* [Work instruction] The lines to be copied are those below that contain "pitch".

[Records contained in a dataset]
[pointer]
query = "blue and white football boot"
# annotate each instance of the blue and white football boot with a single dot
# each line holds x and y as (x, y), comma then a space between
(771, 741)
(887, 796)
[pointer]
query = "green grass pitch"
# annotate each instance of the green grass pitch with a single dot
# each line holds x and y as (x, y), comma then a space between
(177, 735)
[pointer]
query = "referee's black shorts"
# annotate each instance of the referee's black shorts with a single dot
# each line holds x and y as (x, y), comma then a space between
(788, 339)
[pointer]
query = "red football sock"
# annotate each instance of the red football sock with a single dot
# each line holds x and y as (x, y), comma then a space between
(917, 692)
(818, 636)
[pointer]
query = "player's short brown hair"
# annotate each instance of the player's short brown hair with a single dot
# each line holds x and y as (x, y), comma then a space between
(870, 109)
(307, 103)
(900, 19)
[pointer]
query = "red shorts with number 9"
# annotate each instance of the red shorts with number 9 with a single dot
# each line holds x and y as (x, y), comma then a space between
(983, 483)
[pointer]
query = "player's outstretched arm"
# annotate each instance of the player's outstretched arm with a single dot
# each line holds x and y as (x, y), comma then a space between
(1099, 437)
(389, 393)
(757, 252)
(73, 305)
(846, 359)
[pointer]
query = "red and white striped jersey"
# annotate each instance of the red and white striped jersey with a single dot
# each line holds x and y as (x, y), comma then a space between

* [Written response]
query = "green grass pitch"
# annotate each instance of the green grass pitch with a single dot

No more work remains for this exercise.